EXERCISE A: Reproduce the passage of the pollutant inventory report from "The NPRI is" up to and including "into Canada's environment.", substituting "standardized" for "harmonized".
EXERCISE B: Continue the pollutant inventory report past its last sentence.

A National Pollutant Release Inventory for Canada: The Final Report of the Multi-stakeholder Advisory Committee (December 1992)
- EXECUTIVE SUMMARY
- THE PURPOSE OF THE NPRI
- RECOMMENDATIONS OF THE MULTI-STAKEHOLDER ADVISORY COMMITTEE
- UNRESOLVED ISSUES
- RECOMMENDATIONS FOR FURTHER WORK
- HARMONIZATION OF INVENTORY ACCESS AND REPORTING REQUIREMENTS
- THE NPRI CONSULTATIVE MECHANISM
- APPENDIX 1: LIST OF NPRI SUBSTANCES
- APPENDIX 2: CANDIDATE SUBSTANCES FOR ADDITION TO THE NPRI LIST
- APPENDIX 3: THE NATIONAL POLLUTANT RELEASE INVENTORY CONSULTATION TERMS OF REFERENCE
- APPENDIX 4: DEFINITIONS FOR THE NPRI
- APPENDIX 5: COMMITTEE PROPOSALS FOR MAKING NPRI INFORMATION AVAILABLE TO THE PUBLIC
- APPENDIX 6: MEMBERS OF THE NPRI MULTI-STAKEHOLDER ADVISORY COMMITTEE
- APPENDIX 7: TABLE OF RECOMMENDED NPRI DATA ELEMENTS TO BE REPORTED
This report recommends the design and reporting procedures for the National Pollutant Release Inventory (NPRI), a comprehensive inventory of specified substances released into the Canadian environment. It is proposed by a Multistakeholder Advisory Committee of representatives from industry, environmental groups, labour, and the federal and provincial governments.
Despite their differing constituencies and points of view, Committee members came to a consensus on many aspects of NPRI design, implementation, and operations. With the groundwork laid, the Committee recommends that the inventory be established in 1993.
The NPRI is modelled on the United States Environmental Protection Agency's Toxic Release Inventory, and the Canadian Chemical Producers Association's National Emission Reduction Master Plan, but seeks to improve on them.
Some of the general principles that will govern the NPRI are:
- Reporting to the NPRI should be a relatively simple process; not unreasonably burdensome to facilities that must report.
- The reporting requirements of the NPRI and other Canadian release inventories should be harmonized for the sake of those who must report to several.
- Data gathered by the NPRI should be publicly accessible, and the inventory should eventually offer "one-stop shopping" for information on releases in Canada.
- The NPRI list of substances should be categorized as a list of substances of concern that are released into Canada's environment.
- Any facility that manufactures, processes or otherwise uses 10 tonnes or more (annually) of a substance on the NPRI list, and whose employees collectively work 20,000 or more person-hours a year would have to report on substance releases and transfers.1
- Although the NPRI will be comprehensive, certain types of facilities will be exempt from reporting because they are likely not to meet the reporting conditions; they face unusual difficulties in reporting; or it is more practical to obtain release estimates by other means.

DATA EXCERPTS:
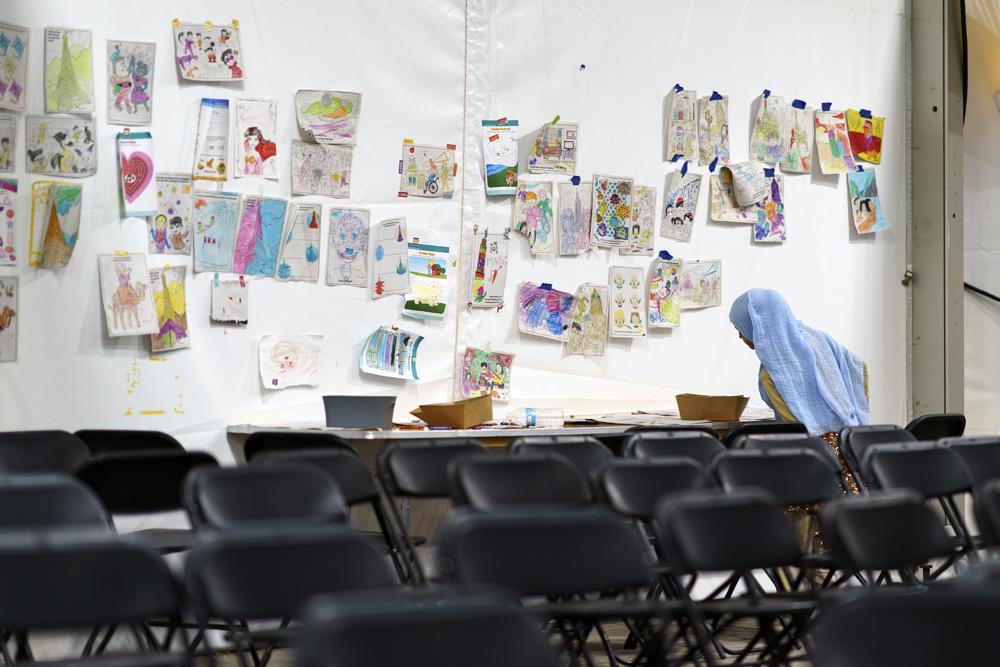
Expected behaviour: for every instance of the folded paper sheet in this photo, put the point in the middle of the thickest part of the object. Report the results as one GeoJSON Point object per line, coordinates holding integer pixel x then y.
{"type": "Point", "coordinates": [290, 360]}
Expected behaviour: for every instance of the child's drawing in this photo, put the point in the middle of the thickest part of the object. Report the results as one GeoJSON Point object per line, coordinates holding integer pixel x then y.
{"type": "Point", "coordinates": [214, 221]}
{"type": "Point", "coordinates": [170, 228]}
{"type": "Point", "coordinates": [611, 224]}
{"type": "Point", "coordinates": [486, 374]}
{"type": "Point", "coordinates": [328, 116]}
{"type": "Point", "coordinates": [290, 360]}
{"type": "Point", "coordinates": [128, 299]}
{"type": "Point", "coordinates": [298, 258]}
{"type": "Point", "coordinates": [347, 247]}
{"type": "Point", "coordinates": [427, 171]}
{"type": "Point", "coordinates": [69, 71]}
{"type": "Point", "coordinates": [833, 146]}
{"type": "Point", "coordinates": [866, 208]}
{"type": "Point", "coordinates": [589, 327]}
{"type": "Point", "coordinates": [60, 145]}
{"type": "Point", "coordinates": [171, 309]}
{"type": "Point", "coordinates": [664, 283]}
{"type": "Point", "coordinates": [544, 311]}
{"type": "Point", "coordinates": [130, 82]}
{"type": "Point", "coordinates": [533, 212]}
{"type": "Point", "coordinates": [574, 217]}
{"type": "Point", "coordinates": [13, 65]}
{"type": "Point", "coordinates": [207, 52]}
{"type": "Point", "coordinates": [390, 274]}
{"type": "Point", "coordinates": [258, 237]}
{"type": "Point", "coordinates": [256, 125]}
{"type": "Point", "coordinates": [628, 301]}
{"type": "Point", "coordinates": [554, 150]}
{"type": "Point", "coordinates": [319, 169]}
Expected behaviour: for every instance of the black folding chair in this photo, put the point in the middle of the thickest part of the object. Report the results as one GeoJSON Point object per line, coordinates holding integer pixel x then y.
{"type": "Point", "coordinates": [935, 427]}
{"type": "Point", "coordinates": [425, 629]}
{"type": "Point", "coordinates": [145, 482]}
{"type": "Point", "coordinates": [268, 574]}
{"type": "Point", "coordinates": [702, 447]}
{"type": "Point", "coordinates": [117, 441]}
{"type": "Point", "coordinates": [41, 451]}
{"type": "Point", "coordinates": [489, 482]}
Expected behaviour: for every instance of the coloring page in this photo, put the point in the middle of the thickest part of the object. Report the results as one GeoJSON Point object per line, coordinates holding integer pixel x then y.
{"type": "Point", "coordinates": [328, 116]}
{"type": "Point", "coordinates": [486, 374]}
{"type": "Point", "coordinates": [60, 145]}
{"type": "Point", "coordinates": [290, 360]}
{"type": "Point", "coordinates": [389, 259]}
{"type": "Point", "coordinates": [347, 247]}
{"type": "Point", "coordinates": [574, 217]}
{"type": "Point", "coordinates": [533, 211]}
{"type": "Point", "coordinates": [321, 170]}
{"type": "Point", "coordinates": [256, 125]}
{"type": "Point", "coordinates": [554, 150]}
{"type": "Point", "coordinates": [69, 71]}
{"type": "Point", "coordinates": [700, 284]}
{"type": "Point", "coordinates": [500, 156]}
{"type": "Point", "coordinates": [13, 66]}
{"type": "Point", "coordinates": [258, 236]}
{"type": "Point", "coordinates": [612, 211]}
{"type": "Point", "coordinates": [588, 331]}
{"type": "Point", "coordinates": [135, 167]}
{"type": "Point", "coordinates": [206, 52]}
{"type": "Point", "coordinates": [171, 309]}
{"type": "Point", "coordinates": [127, 296]}
{"type": "Point", "coordinates": [170, 228]}
{"type": "Point", "coordinates": [628, 301]}
{"type": "Point", "coordinates": [429, 282]}
{"type": "Point", "coordinates": [214, 221]}
{"type": "Point", "coordinates": [211, 148]}
{"type": "Point", "coordinates": [544, 311]}
{"type": "Point", "coordinates": [130, 82]}
{"type": "Point", "coordinates": [298, 258]}
{"type": "Point", "coordinates": [489, 275]}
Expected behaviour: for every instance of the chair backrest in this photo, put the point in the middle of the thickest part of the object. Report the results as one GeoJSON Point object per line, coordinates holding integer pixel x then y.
{"type": "Point", "coordinates": [935, 427]}
{"type": "Point", "coordinates": [763, 427]}
{"type": "Point", "coordinates": [705, 531]}
{"type": "Point", "coordinates": [271, 573]}
{"type": "Point", "coordinates": [356, 481]}
{"type": "Point", "coordinates": [543, 553]}
{"type": "Point", "coordinates": [41, 451]}
{"type": "Point", "coordinates": [792, 476]}
{"type": "Point", "coordinates": [142, 482]}
{"type": "Point", "coordinates": [420, 468]}
{"type": "Point", "coordinates": [423, 630]}
{"type": "Point", "coordinates": [585, 453]}
{"type": "Point", "coordinates": [981, 456]}
{"type": "Point", "coordinates": [927, 468]}
{"type": "Point", "coordinates": [490, 481]}
{"type": "Point", "coordinates": [49, 502]}
{"type": "Point", "coordinates": [269, 441]}
{"type": "Point", "coordinates": [113, 441]}
{"type": "Point", "coordinates": [951, 625]}
{"type": "Point", "coordinates": [702, 447]}
{"type": "Point", "coordinates": [884, 530]}
{"type": "Point", "coordinates": [228, 498]}
{"type": "Point", "coordinates": [632, 487]}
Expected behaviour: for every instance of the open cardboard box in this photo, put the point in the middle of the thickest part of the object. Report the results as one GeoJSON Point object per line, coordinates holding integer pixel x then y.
{"type": "Point", "coordinates": [713, 408]}
{"type": "Point", "coordinates": [465, 413]}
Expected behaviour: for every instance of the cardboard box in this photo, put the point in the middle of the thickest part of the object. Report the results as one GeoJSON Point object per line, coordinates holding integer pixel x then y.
{"type": "Point", "coordinates": [466, 413]}
{"type": "Point", "coordinates": [713, 408]}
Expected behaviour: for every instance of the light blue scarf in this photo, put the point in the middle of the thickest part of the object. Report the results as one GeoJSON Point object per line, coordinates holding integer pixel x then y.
{"type": "Point", "coordinates": [821, 381]}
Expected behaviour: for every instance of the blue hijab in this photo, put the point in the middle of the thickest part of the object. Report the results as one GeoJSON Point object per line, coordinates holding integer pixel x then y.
{"type": "Point", "coordinates": [821, 381]}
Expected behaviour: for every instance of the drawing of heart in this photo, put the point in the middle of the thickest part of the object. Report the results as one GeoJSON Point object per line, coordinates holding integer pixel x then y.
{"type": "Point", "coordinates": [137, 172]}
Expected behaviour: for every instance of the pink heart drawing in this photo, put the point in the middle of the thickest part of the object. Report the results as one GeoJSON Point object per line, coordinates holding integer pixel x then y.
{"type": "Point", "coordinates": [137, 172]}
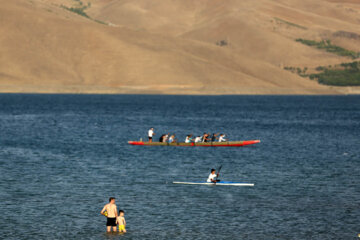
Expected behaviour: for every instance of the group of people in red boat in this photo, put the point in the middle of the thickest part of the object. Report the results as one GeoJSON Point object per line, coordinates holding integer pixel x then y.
{"type": "Point", "coordinates": [206, 137]}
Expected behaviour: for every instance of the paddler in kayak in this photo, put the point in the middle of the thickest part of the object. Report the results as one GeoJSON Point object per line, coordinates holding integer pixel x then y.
{"type": "Point", "coordinates": [188, 139]}
{"type": "Point", "coordinates": [151, 134]}
{"type": "Point", "coordinates": [222, 138]}
{"type": "Point", "coordinates": [213, 177]}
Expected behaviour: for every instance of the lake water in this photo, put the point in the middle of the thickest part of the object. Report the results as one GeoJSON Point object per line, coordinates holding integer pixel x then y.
{"type": "Point", "coordinates": [63, 156]}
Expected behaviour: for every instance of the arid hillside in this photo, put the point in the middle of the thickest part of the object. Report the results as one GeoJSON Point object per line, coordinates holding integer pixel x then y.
{"type": "Point", "coordinates": [172, 46]}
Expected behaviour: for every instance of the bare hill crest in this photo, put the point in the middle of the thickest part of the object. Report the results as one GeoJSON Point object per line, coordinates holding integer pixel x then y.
{"type": "Point", "coordinates": [171, 47]}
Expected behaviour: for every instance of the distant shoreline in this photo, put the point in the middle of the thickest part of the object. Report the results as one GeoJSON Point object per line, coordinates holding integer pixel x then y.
{"type": "Point", "coordinates": [215, 92]}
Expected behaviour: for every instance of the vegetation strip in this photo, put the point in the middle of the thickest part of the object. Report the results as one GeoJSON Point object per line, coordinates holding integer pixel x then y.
{"type": "Point", "coordinates": [327, 46]}
{"type": "Point", "coordinates": [345, 74]}
{"type": "Point", "coordinates": [290, 23]}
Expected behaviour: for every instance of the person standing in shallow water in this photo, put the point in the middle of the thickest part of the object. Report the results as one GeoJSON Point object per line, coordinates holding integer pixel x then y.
{"type": "Point", "coordinates": [110, 212]}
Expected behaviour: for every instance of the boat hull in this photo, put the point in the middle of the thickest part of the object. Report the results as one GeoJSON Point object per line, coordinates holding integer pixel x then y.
{"type": "Point", "coordinates": [221, 183]}
{"type": "Point", "coordinates": [206, 144]}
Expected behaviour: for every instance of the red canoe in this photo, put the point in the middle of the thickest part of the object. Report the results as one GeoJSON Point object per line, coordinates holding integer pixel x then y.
{"type": "Point", "coordinates": [206, 144]}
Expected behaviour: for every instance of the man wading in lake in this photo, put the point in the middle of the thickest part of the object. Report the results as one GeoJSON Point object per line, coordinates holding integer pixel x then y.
{"type": "Point", "coordinates": [110, 211]}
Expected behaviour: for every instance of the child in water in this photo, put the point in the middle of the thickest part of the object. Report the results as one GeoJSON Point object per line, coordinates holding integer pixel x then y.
{"type": "Point", "coordinates": [121, 221]}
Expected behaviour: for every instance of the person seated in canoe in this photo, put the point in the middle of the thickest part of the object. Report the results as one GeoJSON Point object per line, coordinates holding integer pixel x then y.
{"type": "Point", "coordinates": [213, 177]}
{"type": "Point", "coordinates": [172, 138]}
{"type": "Point", "coordinates": [166, 137]}
{"type": "Point", "coordinates": [222, 138]}
{"type": "Point", "coordinates": [205, 137]}
{"type": "Point", "coordinates": [151, 134]}
{"type": "Point", "coordinates": [197, 139]}
{"type": "Point", "coordinates": [188, 139]}
{"type": "Point", "coordinates": [214, 137]}
{"type": "Point", "coordinates": [161, 139]}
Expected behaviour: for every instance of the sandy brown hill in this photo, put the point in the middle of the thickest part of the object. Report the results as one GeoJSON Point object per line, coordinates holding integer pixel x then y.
{"type": "Point", "coordinates": [167, 46]}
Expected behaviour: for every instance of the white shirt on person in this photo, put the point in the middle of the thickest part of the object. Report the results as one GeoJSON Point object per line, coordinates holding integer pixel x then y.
{"type": "Point", "coordinates": [212, 177]}
{"type": "Point", "coordinates": [151, 133]}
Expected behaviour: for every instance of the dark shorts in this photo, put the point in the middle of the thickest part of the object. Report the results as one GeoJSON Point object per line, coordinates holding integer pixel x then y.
{"type": "Point", "coordinates": [111, 222]}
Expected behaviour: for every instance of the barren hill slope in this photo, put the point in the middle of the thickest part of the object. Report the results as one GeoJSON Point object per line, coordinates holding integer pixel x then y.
{"type": "Point", "coordinates": [169, 46]}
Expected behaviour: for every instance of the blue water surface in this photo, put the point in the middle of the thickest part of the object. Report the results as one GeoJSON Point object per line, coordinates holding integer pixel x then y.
{"type": "Point", "coordinates": [63, 156]}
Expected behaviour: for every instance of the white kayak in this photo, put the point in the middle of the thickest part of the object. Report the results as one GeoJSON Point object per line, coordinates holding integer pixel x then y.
{"type": "Point", "coordinates": [221, 183]}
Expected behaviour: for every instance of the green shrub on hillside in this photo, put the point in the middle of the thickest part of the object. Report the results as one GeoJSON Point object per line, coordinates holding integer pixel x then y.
{"type": "Point", "coordinates": [345, 74]}
{"type": "Point", "coordinates": [327, 46]}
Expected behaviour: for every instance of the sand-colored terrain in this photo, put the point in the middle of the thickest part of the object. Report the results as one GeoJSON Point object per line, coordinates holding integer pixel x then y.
{"type": "Point", "coordinates": [169, 46]}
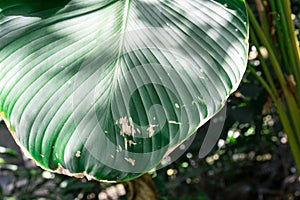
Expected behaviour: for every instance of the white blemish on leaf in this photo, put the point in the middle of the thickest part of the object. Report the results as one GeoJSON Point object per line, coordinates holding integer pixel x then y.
{"type": "Point", "coordinates": [131, 161]}
{"type": "Point", "coordinates": [150, 130]}
{"type": "Point", "coordinates": [127, 126]}
{"type": "Point", "coordinates": [61, 170]}
{"type": "Point", "coordinates": [119, 149]}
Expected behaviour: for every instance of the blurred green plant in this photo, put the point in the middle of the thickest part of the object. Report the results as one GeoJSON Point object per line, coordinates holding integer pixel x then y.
{"type": "Point", "coordinates": [276, 42]}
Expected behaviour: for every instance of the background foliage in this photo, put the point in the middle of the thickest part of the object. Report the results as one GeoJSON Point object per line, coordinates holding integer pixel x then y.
{"type": "Point", "coordinates": [251, 160]}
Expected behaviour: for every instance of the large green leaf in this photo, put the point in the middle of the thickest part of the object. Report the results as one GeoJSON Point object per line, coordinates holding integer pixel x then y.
{"type": "Point", "coordinates": [105, 88]}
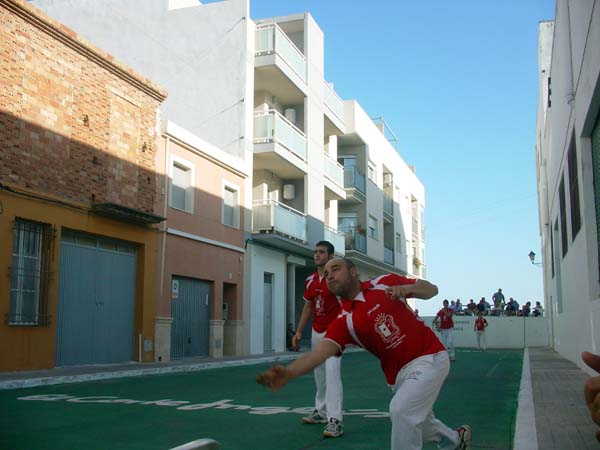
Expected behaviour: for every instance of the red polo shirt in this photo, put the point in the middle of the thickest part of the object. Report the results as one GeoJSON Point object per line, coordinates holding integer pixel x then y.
{"type": "Point", "coordinates": [387, 328]}
{"type": "Point", "coordinates": [326, 306]}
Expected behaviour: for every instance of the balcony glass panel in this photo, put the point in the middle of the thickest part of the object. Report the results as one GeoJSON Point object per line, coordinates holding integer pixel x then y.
{"type": "Point", "coordinates": [333, 101]}
{"type": "Point", "coordinates": [337, 238]}
{"type": "Point", "coordinates": [356, 241]}
{"type": "Point", "coordinates": [388, 204]}
{"type": "Point", "coordinates": [275, 216]}
{"type": "Point", "coordinates": [271, 39]}
{"type": "Point", "coordinates": [271, 126]}
{"type": "Point", "coordinates": [354, 178]}
{"type": "Point", "coordinates": [334, 170]}
{"type": "Point", "coordinates": [388, 254]}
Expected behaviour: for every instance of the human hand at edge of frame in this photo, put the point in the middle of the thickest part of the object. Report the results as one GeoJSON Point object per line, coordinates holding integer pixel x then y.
{"type": "Point", "coordinates": [296, 341]}
{"type": "Point", "coordinates": [400, 292]}
{"type": "Point", "coordinates": [591, 388]}
{"type": "Point", "coordinates": [275, 378]}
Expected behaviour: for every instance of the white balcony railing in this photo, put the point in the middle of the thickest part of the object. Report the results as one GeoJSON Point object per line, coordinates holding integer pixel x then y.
{"type": "Point", "coordinates": [333, 170]}
{"type": "Point", "coordinates": [271, 39]}
{"type": "Point", "coordinates": [271, 126]}
{"type": "Point", "coordinates": [333, 101]}
{"type": "Point", "coordinates": [270, 215]}
{"type": "Point", "coordinates": [337, 238]}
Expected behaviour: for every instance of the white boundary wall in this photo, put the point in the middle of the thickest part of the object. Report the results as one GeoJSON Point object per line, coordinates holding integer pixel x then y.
{"type": "Point", "coordinates": [502, 332]}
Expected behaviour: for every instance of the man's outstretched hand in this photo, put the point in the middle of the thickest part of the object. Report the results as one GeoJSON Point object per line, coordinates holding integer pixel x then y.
{"type": "Point", "coordinates": [591, 389]}
{"type": "Point", "coordinates": [275, 378]}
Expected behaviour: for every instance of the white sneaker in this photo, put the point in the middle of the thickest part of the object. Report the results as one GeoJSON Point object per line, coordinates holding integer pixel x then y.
{"type": "Point", "coordinates": [314, 417]}
{"type": "Point", "coordinates": [464, 434]}
{"type": "Point", "coordinates": [333, 428]}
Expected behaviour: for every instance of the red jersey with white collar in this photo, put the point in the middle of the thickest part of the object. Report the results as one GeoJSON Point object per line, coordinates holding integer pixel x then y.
{"type": "Point", "coordinates": [386, 327]}
{"type": "Point", "coordinates": [446, 321]}
{"type": "Point", "coordinates": [480, 324]}
{"type": "Point", "coordinates": [326, 306]}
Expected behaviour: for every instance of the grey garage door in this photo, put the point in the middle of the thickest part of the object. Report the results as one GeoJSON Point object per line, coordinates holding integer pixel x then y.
{"type": "Point", "coordinates": [96, 300]}
{"type": "Point", "coordinates": [190, 314]}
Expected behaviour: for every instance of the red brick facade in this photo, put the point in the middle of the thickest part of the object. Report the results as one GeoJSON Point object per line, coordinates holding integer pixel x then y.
{"type": "Point", "coordinates": [73, 123]}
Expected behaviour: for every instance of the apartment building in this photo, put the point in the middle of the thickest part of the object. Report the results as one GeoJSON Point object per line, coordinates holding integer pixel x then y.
{"type": "Point", "coordinates": [77, 190]}
{"type": "Point", "coordinates": [256, 90]}
{"type": "Point", "coordinates": [568, 174]}
{"type": "Point", "coordinates": [200, 273]}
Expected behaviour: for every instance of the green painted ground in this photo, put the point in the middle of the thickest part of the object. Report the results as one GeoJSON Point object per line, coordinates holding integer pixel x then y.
{"type": "Point", "coordinates": [481, 390]}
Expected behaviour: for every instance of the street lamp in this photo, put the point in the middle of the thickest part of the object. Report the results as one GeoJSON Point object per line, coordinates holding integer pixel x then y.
{"type": "Point", "coordinates": [532, 258]}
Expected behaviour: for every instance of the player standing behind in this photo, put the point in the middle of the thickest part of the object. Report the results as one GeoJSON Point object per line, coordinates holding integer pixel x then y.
{"type": "Point", "coordinates": [324, 307]}
{"type": "Point", "coordinates": [479, 327]}
{"type": "Point", "coordinates": [414, 361]}
{"type": "Point", "coordinates": [443, 321]}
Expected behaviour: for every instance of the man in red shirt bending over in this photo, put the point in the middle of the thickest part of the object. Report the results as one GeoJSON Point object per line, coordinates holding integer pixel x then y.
{"type": "Point", "coordinates": [376, 317]}
{"type": "Point", "coordinates": [444, 323]}
{"type": "Point", "coordinates": [324, 307]}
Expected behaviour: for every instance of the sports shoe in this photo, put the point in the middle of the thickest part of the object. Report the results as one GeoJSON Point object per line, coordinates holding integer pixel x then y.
{"type": "Point", "coordinates": [464, 434]}
{"type": "Point", "coordinates": [314, 417]}
{"type": "Point", "coordinates": [333, 428]}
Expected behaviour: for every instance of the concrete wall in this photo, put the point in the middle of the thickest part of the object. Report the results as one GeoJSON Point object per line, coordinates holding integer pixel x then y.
{"type": "Point", "coordinates": [502, 332]}
{"type": "Point", "coordinates": [202, 54]}
{"type": "Point", "coordinates": [568, 55]}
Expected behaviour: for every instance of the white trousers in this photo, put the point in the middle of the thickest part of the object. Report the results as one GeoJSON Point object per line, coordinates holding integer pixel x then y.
{"type": "Point", "coordinates": [330, 394]}
{"type": "Point", "coordinates": [417, 387]}
{"type": "Point", "coordinates": [481, 340]}
{"type": "Point", "coordinates": [448, 340]}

ANSWER AREA A:
The NPRI is modelled on the United States Environmental Protection Agency's Toxic Release Inventory, and the Canadian Chemical Producers Association's National Emission Reduction Master Plan, but seeks to improve on them.
Some of the general principles that will govern the NPRI are:
- Reporting to the NPRI should be a relatively simple process; not unreasonably burdensome to facilities that must report.
- The reporting requirements of the NPRI and other Canadian release inventories should be standardized for the sake of those who must report to several.
- Data gathered by the NPRI should be publicly accessible, and the inventory should eventually offer "one-stop shopping" for information on releases in Canada.
- The NPRI list of substances should be categorized as a list of substances of concern that are released into Canada's environment.

ANSWER AREA B:
- For the 1993 reporting year, the NPRI will require details on 178 substances, including: the origin and activities involving the substance at the facility; the quantity released into the environment; any seasonal variations in releases; the quantities shipped off-site in waste; and, in the second and subsequent years of reporting, any changes in quantities released or transferred off-site from year to year, and the reasons why.
- For efficiency and economy, the Committee recommends a computer-based reporting system.
- Section 16 of the Canadian Environmental Protection Act (CEPA) should be used as the legislative authority for the NPRI. This would allow an early launch of operations.
While the Committee has established the NPRI's basic design, there remain unresolved issues, and others requiring additional work.
The unresolved issues relate to: widening the inventory's purpose; details of reporting conditions; listing substances in which the public has a special interest (e.g. PCBs, pesticides); reporting quantities of listed substances manufactured, processed or otherwise used; and confidentiality of data.
FUTURE WORK ON THE NPRI
The Committee recommends using the consultation process to resolve outstanding issues. It also suggests that additional work should focus on: the costs of NPRI reporting; the NPRI list of substances, and a process for up-dating the list; a review of exemptions; how to best disseminate NPRI data; and a specific legislative authority for the inventory, tailored to its needs and objectives.
The Committee recommends a five-year review of the NPRI to evaluate experience gained in the context of the state of environmental protection at that time.
1 Terms that are specific to this report may be found in the definitions listed in the appendices at the back of the report.